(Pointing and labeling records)
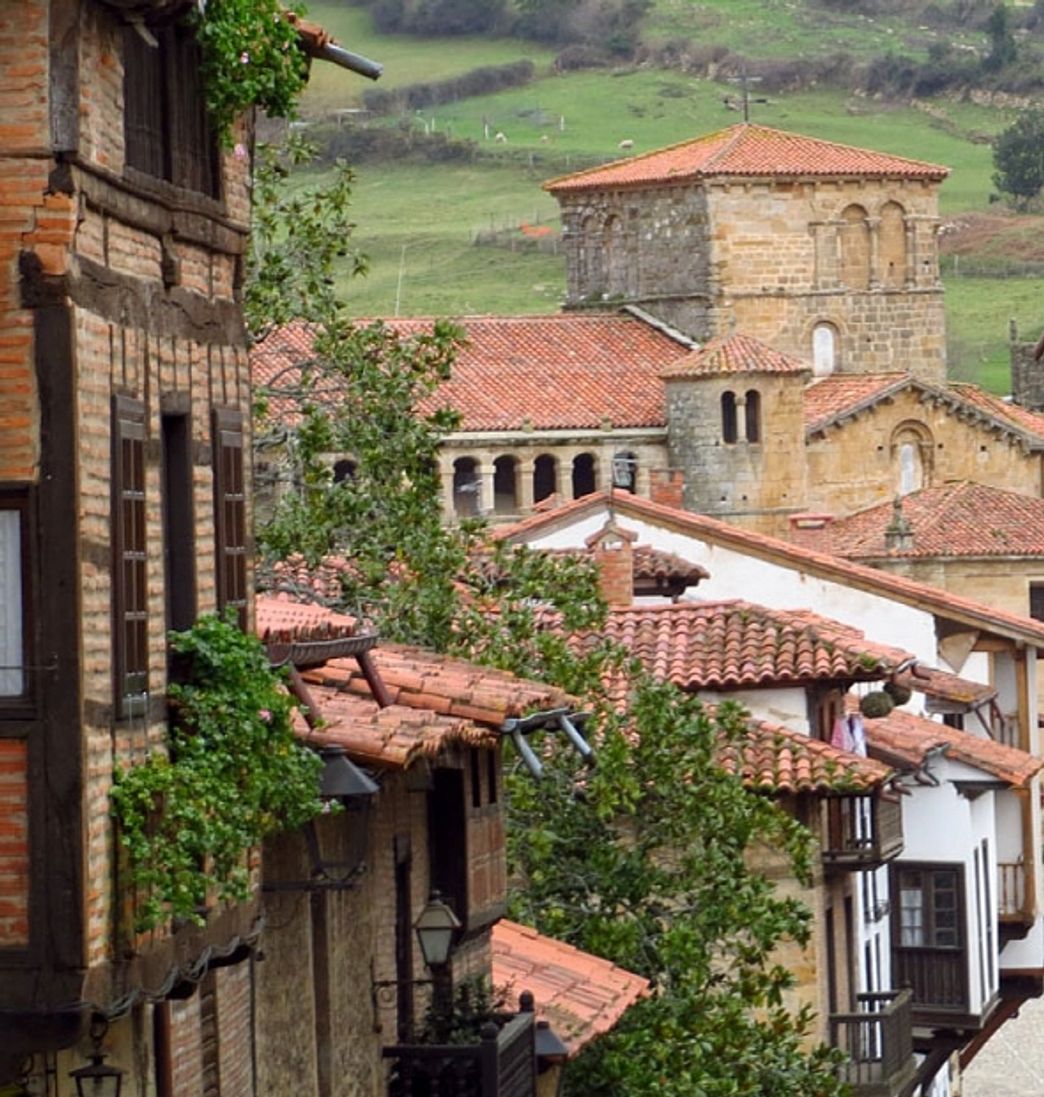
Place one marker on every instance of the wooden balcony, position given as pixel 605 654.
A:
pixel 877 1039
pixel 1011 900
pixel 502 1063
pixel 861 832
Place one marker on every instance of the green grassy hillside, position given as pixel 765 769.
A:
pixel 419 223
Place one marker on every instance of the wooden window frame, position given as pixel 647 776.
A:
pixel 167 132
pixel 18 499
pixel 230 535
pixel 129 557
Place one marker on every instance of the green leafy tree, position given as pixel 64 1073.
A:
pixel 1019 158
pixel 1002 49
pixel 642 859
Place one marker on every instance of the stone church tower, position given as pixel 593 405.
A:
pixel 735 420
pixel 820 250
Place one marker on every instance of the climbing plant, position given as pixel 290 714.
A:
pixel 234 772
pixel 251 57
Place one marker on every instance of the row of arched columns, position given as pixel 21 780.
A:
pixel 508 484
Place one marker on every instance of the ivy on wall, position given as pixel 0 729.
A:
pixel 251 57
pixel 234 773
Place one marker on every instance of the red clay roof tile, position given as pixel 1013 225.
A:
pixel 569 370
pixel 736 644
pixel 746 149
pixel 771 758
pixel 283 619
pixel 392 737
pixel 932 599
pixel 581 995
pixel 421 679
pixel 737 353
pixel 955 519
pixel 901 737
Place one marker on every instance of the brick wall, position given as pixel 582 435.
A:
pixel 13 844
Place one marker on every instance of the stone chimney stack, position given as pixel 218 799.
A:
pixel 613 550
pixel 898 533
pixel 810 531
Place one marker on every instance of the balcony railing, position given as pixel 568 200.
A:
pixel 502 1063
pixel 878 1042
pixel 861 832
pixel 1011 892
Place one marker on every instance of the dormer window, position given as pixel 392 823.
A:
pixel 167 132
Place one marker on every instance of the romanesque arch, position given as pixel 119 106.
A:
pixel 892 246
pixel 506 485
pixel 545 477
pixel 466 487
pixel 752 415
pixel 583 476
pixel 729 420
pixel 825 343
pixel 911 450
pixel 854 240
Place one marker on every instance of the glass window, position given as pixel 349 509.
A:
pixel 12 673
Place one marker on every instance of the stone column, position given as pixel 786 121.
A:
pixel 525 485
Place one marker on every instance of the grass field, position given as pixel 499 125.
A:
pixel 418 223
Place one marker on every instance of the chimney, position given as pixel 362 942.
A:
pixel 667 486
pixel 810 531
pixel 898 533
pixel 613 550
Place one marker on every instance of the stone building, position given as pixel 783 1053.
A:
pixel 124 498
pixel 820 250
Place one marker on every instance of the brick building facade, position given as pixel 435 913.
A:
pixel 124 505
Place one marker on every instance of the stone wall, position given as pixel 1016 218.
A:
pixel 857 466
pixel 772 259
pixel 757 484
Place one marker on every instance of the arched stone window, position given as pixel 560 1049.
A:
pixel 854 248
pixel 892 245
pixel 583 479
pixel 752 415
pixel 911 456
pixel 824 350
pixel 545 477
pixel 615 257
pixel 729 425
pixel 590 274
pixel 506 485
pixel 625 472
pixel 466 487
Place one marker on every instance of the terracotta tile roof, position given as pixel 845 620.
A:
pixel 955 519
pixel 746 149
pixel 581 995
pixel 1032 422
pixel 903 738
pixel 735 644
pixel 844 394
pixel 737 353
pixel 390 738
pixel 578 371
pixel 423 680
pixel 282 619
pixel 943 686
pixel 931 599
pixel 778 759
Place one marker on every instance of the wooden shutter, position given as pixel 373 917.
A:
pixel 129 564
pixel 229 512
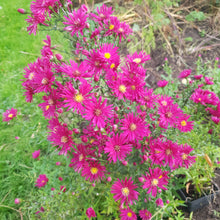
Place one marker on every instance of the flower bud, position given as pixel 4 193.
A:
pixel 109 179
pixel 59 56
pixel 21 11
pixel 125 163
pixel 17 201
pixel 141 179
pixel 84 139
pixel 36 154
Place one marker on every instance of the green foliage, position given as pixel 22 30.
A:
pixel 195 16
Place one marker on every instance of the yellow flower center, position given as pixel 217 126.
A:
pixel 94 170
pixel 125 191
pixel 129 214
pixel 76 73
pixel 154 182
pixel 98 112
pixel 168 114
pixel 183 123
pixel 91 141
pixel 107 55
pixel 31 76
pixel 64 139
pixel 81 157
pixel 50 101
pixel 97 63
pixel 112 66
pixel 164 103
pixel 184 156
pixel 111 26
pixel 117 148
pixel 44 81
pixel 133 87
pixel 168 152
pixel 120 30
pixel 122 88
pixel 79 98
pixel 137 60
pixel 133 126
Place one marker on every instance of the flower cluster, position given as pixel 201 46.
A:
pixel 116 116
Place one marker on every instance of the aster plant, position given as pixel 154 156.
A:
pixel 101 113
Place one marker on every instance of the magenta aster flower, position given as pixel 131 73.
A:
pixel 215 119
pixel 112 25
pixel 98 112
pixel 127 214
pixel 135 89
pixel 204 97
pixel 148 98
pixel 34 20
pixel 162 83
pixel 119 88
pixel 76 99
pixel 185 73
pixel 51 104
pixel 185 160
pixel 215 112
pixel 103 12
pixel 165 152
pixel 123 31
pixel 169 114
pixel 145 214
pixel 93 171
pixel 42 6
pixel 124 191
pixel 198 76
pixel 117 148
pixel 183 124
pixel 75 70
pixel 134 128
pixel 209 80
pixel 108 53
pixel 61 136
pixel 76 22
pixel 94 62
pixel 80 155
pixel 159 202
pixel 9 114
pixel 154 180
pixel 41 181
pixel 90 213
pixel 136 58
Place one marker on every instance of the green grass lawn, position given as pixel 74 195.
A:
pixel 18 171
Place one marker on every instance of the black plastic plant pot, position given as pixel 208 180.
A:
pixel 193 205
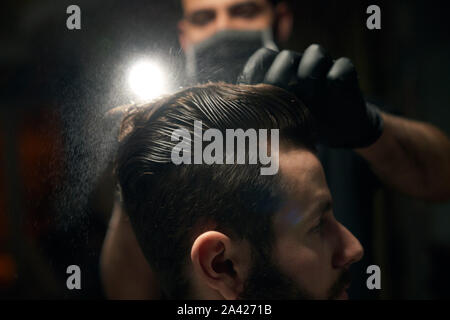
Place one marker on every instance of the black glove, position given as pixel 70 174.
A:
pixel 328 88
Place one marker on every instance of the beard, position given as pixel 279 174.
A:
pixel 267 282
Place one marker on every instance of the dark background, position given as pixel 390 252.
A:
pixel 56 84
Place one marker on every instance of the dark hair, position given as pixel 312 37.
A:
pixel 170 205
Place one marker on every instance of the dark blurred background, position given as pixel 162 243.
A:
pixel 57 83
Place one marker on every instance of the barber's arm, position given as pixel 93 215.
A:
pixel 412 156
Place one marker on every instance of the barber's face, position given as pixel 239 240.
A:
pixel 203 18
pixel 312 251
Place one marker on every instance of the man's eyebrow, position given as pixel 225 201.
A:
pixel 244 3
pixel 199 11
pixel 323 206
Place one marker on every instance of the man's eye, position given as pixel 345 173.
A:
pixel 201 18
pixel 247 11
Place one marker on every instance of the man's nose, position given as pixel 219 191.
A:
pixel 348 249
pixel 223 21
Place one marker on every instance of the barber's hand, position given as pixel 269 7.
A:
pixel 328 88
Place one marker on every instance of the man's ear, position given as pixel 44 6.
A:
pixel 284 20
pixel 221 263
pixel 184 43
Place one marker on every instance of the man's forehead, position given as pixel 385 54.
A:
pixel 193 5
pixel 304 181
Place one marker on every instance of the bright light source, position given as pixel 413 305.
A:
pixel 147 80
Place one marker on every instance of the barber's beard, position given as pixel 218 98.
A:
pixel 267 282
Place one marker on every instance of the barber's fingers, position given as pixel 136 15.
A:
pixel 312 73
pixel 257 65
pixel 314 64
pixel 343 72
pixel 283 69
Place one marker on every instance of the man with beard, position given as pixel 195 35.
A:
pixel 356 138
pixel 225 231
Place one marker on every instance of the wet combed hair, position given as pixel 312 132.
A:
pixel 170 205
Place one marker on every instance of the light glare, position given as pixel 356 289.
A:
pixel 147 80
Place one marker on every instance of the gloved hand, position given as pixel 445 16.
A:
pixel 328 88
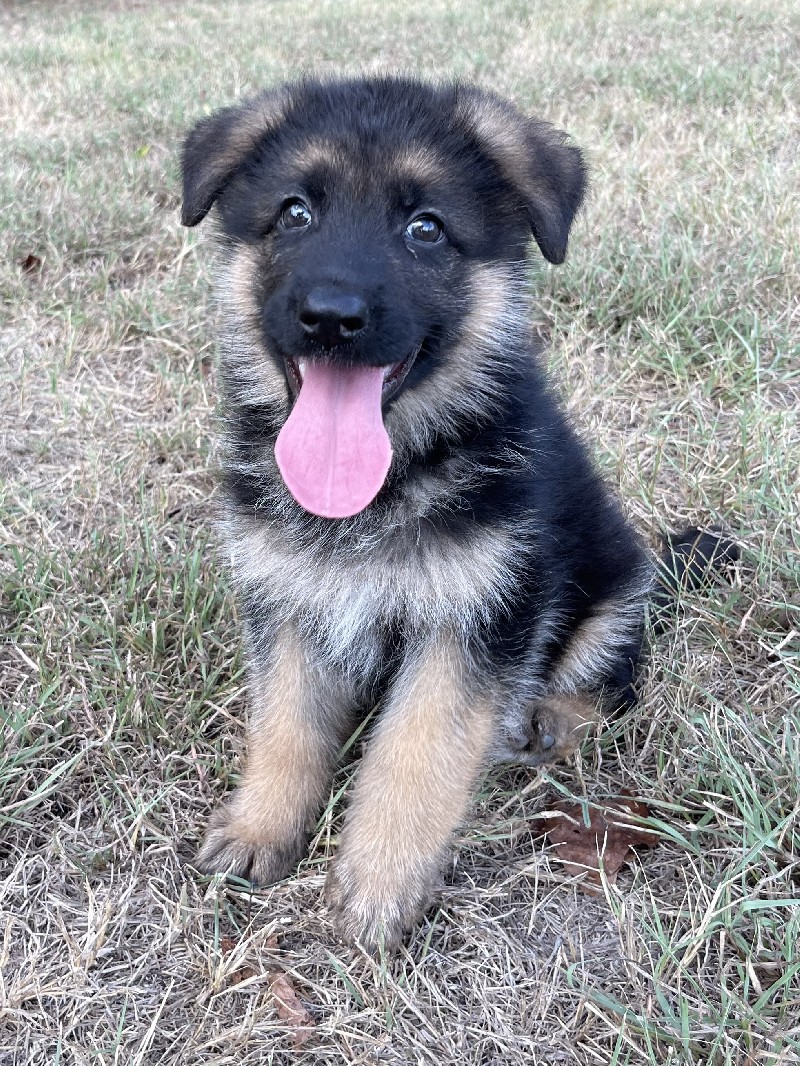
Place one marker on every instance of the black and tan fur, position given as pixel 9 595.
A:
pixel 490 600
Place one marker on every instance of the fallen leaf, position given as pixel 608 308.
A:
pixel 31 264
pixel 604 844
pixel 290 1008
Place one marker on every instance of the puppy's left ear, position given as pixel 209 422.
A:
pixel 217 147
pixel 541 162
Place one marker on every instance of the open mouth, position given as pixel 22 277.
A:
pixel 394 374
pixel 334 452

- Problem to solve:
Copy out word for word everything in the records from the line containing "Place one marker on every instance of the grass" down to the line containing "pixel 757 484", with both of those lines included.

- Worked answer:
Place one marker on every instance of the grass field, position given as pixel 499 125.
A:
pixel 418 223
Place one marker on every instance of the chimney, position given as pixel 362 942.
A:
pixel 667 486
pixel 810 531
pixel 898 533
pixel 613 550
Place one marker on every instance of the stone building, position given as pixel 783 1053.
A:
pixel 124 498
pixel 820 250
Place one marker on every instance of the brick building facade, position given as pixel 435 913.
A:
pixel 124 505
Place one marker on every instance of the stone wall, position given as pixel 1016 218.
A:
pixel 857 466
pixel 772 259
pixel 757 484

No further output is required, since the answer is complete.